-- start of TASK MATERIAL --

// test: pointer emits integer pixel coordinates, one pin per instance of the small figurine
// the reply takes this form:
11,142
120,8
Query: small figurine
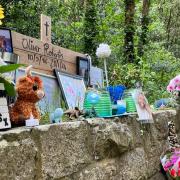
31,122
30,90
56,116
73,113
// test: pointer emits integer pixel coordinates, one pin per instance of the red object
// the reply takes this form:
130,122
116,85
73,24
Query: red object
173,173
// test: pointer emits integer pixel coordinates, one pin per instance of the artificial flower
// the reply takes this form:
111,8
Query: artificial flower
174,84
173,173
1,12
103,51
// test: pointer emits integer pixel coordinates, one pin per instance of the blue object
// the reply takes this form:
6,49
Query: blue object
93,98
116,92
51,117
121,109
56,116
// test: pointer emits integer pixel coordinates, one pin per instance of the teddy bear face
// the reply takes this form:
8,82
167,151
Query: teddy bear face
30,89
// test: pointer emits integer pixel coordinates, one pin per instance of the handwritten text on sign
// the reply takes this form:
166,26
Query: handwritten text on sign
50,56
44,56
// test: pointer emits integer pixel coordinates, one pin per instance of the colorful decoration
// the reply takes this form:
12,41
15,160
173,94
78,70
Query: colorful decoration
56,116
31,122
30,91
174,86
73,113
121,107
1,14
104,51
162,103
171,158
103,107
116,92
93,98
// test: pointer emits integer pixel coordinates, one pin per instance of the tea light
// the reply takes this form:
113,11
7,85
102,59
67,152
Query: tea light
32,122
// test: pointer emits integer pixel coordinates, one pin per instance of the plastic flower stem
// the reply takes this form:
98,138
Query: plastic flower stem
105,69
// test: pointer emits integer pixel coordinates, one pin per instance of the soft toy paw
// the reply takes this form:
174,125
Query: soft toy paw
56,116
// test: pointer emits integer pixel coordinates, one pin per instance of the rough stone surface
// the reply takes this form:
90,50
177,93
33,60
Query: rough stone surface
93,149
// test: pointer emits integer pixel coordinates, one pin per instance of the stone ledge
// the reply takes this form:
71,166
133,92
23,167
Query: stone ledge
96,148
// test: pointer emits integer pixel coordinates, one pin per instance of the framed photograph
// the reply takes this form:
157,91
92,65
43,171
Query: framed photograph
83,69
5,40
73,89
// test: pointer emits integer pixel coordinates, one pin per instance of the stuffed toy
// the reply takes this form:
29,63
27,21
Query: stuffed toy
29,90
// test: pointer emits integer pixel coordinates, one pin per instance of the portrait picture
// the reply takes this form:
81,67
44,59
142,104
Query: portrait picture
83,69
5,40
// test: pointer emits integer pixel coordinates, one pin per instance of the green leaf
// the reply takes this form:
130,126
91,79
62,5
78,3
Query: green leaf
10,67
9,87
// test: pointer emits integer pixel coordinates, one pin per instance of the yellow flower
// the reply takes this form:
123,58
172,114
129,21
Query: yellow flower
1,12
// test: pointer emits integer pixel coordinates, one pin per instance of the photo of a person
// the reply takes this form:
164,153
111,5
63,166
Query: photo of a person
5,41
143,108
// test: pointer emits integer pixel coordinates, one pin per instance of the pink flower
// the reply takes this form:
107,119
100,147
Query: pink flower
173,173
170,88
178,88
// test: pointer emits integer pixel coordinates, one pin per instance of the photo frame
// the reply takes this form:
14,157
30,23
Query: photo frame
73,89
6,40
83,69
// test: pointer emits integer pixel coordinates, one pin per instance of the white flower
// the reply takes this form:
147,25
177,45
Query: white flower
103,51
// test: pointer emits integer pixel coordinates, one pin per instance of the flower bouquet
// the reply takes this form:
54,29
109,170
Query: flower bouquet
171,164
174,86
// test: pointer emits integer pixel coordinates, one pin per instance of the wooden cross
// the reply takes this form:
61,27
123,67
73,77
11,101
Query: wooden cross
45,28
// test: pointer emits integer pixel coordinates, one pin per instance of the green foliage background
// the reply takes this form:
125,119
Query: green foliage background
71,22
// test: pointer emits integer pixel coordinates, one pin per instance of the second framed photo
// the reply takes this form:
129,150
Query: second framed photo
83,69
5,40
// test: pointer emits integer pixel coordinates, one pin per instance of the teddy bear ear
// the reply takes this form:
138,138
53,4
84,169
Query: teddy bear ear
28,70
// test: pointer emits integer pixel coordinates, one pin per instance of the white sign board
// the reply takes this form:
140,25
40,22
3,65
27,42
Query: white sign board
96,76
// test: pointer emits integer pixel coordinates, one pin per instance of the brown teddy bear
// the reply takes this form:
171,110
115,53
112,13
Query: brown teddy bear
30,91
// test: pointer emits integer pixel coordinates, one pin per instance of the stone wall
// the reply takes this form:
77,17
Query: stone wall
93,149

-- end of TASK MATERIAL --

TASK TO CARRY OUT: Could you transcribe all of the material above exactly, line for line, leaving the pictures out of your answer?

RESULT FOR THIS EXERCISE:
// test: pointer emits integer pixel coordinates, one pin per instance of the small figurine
// the reply takes this form:
11,142
120,8
Query: small figurine
31,122
30,90
56,116
73,113
// test: pointer emits integer pixel coordinates, one pin per instance of the red object
// the reply takes this form:
130,122
116,85
73,24
Query: red object
173,173
// test: pointer emits integer pixel coordinates, one pin per instance of the artificial flower
// the reply takes this form:
111,8
Query: artificial flower
174,84
173,173
1,12
103,51
// test: pointer emits integer pixel coordinates, one pin per instance of the blue object
// the reply takes this form:
6,49
Query: blue object
93,98
116,92
51,117
121,109
56,116
// test: pointer emits integer pixel coordinates, one pin per instance of the teddy bear face
// the reply takes this form:
8,82
167,151
Query: teddy bear face
30,89
// test: pointer emits integer pixel coordinates, one pin per instance of the handwritten text on sign
// the reply takes this form:
166,26
Query: handwritten text on sign
50,56
44,56
// test: pointer emits integer pixel coordinates, one pin per instance of the colorful decoration
// the reply takes this form:
12,41
15,160
173,94
78,70
Query: colorful decoration
56,116
31,122
30,91
174,86
73,113
121,107
1,14
104,51
162,103
171,158
103,107
116,92
93,98
// test: pointer emits integer pixel coordinates, one pin per instance of the tea light
// the reply takes this form:
113,11
7,85
102,59
67,152
Query: tea light
32,122
// test: pointer emits integer pixel coordinates, one pin per instance of the plastic flower stem
// the reply takes this form:
98,138
Query: plastic flower stem
105,69
// test: pointer emits integer pixel coordinates, one pin per instance of the soft toy paw
// the reply takes this form:
174,125
Query: soft toy paw
56,116
// test: pointer emits integer pixel coordinates, one pin per instance of the rough stone surface
// the reply takes this form:
90,50
177,93
33,60
Query: rough stone surface
93,149
// test: pointer emits integer pixel coordinates, one pin per instance of the stone ledge
// the reply takes this form:
71,166
133,92
23,167
Query: stone ledge
96,148
// test: pointer emits integer pixel coordinates, one pin per instance of the framed photograph
// the reply takes this form:
157,91
92,65
43,171
Query: framed photograph
83,69
5,40
73,89
// test: pointer emits integer pixel coordinates, one pin per instance of the stuffed toy
// the reply takes this form:
29,63
27,21
Query: stuffed toy
29,90
// test: pointer emits integer pixel coordinates, one pin per instance of the portrait picture
// the reply takes this form:
81,67
44,59
142,104
Query: portrait picture
83,69
5,40
// test: pointer emits integer pixel coordinates, one pin per instance of the green leaf
// the reply takes this form:
130,126
91,79
62,5
78,3
Query: green leaf
10,67
9,87
// test: pointer emits integer pixel coordinates, one pin per instance of the yellow flower
// the reply takes this form:
123,58
172,114
129,21
Query: yellow flower
1,12
// test: pointer emits integer pixel coordinates, one pin per instance of the photo of a person
// the reply takes this form:
164,153
111,5
63,166
Query: photo of a person
5,41
143,108
// test: pointer emits integer pixel coordinates, one pin per instance of the pink flower
// the reply takes this form:
107,119
100,147
Query: pink flower
173,173
170,88
178,88
// test: pointer emits integer pixel coordinates, one pin per instance of the photo frame
// the reply takes this form:
14,157
30,23
Query: photo frame
73,89
6,40
83,69
// test: pointer emits integer pixel coordinates, one pin per instance of the white flower
// the reply takes this form:
147,25
177,45
Query: white flower
103,51
// test: pointer emits integer pixel coordinates, one pin per instance of the flower bouquet
// the reply takes this form:
54,29
109,170
Query: flower bouquet
171,164
174,86
// test: pointer emits integer pixel coordinates, one pin per instance of the wooden cross
// the reply takes this form:
61,27
123,67
73,77
11,101
Query: wooden cross
45,28
// test: pointer emits integer pixel coordinates, one pin per instance of the green foliage background
// the reply takes this form:
125,119
Query: green foliage background
71,22
// test: pointer emits integer pixel coordinates, one pin per instance of the second framed photo
// the reply takes this form:
129,150
Query: second framed photo
83,69
5,40
// test: pointer emits integer pixel coordinates, one pin per instance of the teddy bear ear
// the reply takes this form:
138,138
53,4
84,169
Query: teddy bear ear
28,70
// test: pointer emits integer pixel coordinates, one pin per instance of the white sign board
// the reply takes this form:
140,25
40,22
3,65
27,42
Query: white sign board
96,76
// test: pointer emits integer pixel coordinates, one pin per instance of the brown teddy bear
// the reply takes this form:
171,110
115,53
112,13
Query: brown teddy bear
30,91
// test: pointer emits integer pixel coordinates, one pin per instance of the stone wall
// the reply takes this form:
77,17
Query: stone wall
93,149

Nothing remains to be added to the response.